**What you are asked to do:**
All of the records must be set down again word for word.

═══

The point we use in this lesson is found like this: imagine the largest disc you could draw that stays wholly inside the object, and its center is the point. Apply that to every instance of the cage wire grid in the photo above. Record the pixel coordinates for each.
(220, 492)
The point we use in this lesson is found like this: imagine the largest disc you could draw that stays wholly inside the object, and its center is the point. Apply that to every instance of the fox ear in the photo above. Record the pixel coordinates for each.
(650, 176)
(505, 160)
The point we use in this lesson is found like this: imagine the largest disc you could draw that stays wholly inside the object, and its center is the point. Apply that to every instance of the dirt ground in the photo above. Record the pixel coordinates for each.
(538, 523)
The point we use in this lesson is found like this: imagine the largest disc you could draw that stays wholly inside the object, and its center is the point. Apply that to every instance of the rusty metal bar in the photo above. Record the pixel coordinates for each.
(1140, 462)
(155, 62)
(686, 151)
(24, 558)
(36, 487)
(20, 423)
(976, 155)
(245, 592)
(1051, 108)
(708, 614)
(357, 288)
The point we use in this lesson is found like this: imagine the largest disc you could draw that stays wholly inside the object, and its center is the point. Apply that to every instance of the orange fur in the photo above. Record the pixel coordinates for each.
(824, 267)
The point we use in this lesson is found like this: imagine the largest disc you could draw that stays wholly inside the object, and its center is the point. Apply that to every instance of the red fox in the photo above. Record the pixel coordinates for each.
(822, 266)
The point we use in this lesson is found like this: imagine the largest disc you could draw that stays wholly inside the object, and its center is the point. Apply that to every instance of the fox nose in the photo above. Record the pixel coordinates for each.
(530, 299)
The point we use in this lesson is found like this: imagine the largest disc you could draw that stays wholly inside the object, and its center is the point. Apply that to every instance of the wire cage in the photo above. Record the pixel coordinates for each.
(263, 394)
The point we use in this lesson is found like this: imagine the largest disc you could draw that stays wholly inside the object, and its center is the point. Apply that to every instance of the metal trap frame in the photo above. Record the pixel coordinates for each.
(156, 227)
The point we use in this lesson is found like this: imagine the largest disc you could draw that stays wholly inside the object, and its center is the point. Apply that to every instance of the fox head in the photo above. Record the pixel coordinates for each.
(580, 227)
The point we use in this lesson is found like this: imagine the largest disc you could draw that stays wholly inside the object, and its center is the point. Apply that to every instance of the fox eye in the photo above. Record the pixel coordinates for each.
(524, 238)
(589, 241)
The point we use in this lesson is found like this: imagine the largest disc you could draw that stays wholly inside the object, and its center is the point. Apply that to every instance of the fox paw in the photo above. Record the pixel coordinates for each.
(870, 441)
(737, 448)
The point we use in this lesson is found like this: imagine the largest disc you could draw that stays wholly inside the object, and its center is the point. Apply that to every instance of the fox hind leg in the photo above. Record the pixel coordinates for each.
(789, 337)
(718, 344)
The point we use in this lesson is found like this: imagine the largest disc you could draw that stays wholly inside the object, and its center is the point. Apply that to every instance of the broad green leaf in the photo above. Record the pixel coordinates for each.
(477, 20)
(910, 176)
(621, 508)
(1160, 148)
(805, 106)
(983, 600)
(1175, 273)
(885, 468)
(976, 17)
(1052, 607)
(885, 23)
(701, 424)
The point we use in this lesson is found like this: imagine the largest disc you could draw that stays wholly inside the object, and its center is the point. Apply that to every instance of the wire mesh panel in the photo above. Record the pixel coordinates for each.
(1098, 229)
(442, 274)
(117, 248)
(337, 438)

═══

**Solution for this task:**
The point we use in this lesson is found like this: imagine the largest disc you could draw that stays wholly inside the object, and its center is the point. Apply that to every instance of the cage wire grid in the photo above. Record the pixel coordinates for each.
(220, 492)
The point we use in this lesson is found like this: imagine the largest disc you could draw that stays wholly inside the object, and its center is the point. Apply that to every instance of the fox ear in the photo above. Record the pixel coordinates for each.
(650, 176)
(505, 160)
The point we use in this lesson is found like this: imagine the largest disc you could draw that stays wholly inside the object, and its center is the point. Apply that to every instance of the dirt ground in the photo above. Record the pixel coordinates for each.
(538, 523)
The point we use in this lesson is found like this: imagine the largest disc you could draw that stays wholly inside the object, and its center is the point. Apply that to every instance of the rusty metal bar in the photo above. Record the pixel coordinates for each.
(1140, 462)
(155, 62)
(686, 151)
(24, 558)
(36, 487)
(20, 423)
(976, 155)
(245, 592)
(1051, 108)
(708, 614)
(357, 288)
The point we use in this lesson is found like this: imagine the largest disc you could draw that stays wholly inside the object, and its center is the point. Apply that to every instance of the orange fur in the photo above. Record the pixel coordinates for each.
(824, 267)
The point we use in this lesson is found like this: imagine the largest disc you could draw that stays wholly inside the object, and its center is the point. Apply that to every instance of the red fox in the photo above. Record the pixel coordinates for each.
(822, 266)
The point we use in this lesson is found like this: imagine the largest disc you could draw that stays wholly inside the object, and its center is the point. Apply that to every instance of the fox nose in the photo above. Record the pixel coordinates for each.
(530, 299)
The point we use in this lesson is found like this: imagine the largest disc you could draw that stays wholly inside the object, and its center is the point. Apply that to every instance of the wire cage in the photo above. Record the pixel coordinates for each.
(263, 394)
The point we use in this lesson is found like this: imagine the largest disc you could draw that stays wholly inside the object, and its center is the point. Apply that to every instance of the metal trap frame in the photo above. Record the pixel coordinates for each.
(156, 227)
The point we use in this lesson is found like this: imagine the largest disc you could draw that stays wholly inside the object, and its center is the point. Apply that to every instance of the fox head in the photo above. Record the pixel coordinates for each.
(580, 227)
The point we use in this lesson is found like this: imagine the largest disc you could draw that stays wholly inside the object, and its center is the point. Apply that to every instance of the fox eye in the photo above. Record the pixel coordinates for each.
(524, 238)
(589, 241)
The point we use in this lesson is found like this: imagine the largest disc you could draw that stays wholly inside the object, and its center is the point. Apply that to every instance of the fox paw in the photo above. Record the pixel coordinates for each.
(870, 441)
(737, 448)
The point we use in this lesson is found like this: imagine the largest disc you could draw that stays wholly inside the object, and its center is the point. Apply that to every instance of the fox hind leg in the photo above. Record the pixel coordinates for each.
(789, 337)
(718, 344)
The point we use in this lesson is found like this: imagine the largest disc you could draw that stays wholly inside the object, and its center is the point. Apply that to every instance of the broad green leaf in the photo above. Record the pixel coordinates for each.
(477, 20)
(910, 176)
(621, 508)
(1160, 148)
(805, 106)
(983, 600)
(1175, 273)
(885, 468)
(976, 17)
(1052, 607)
(885, 23)
(701, 424)
The point we use in this lesson is found like this: imagine the largest disc you could draw that stays wholly inside the object, and its center is the point. Apply that to every instance of the wire mesh panel in the photo above. Record the pixel coordinates for each.
(1098, 229)
(442, 274)
(117, 248)
(337, 438)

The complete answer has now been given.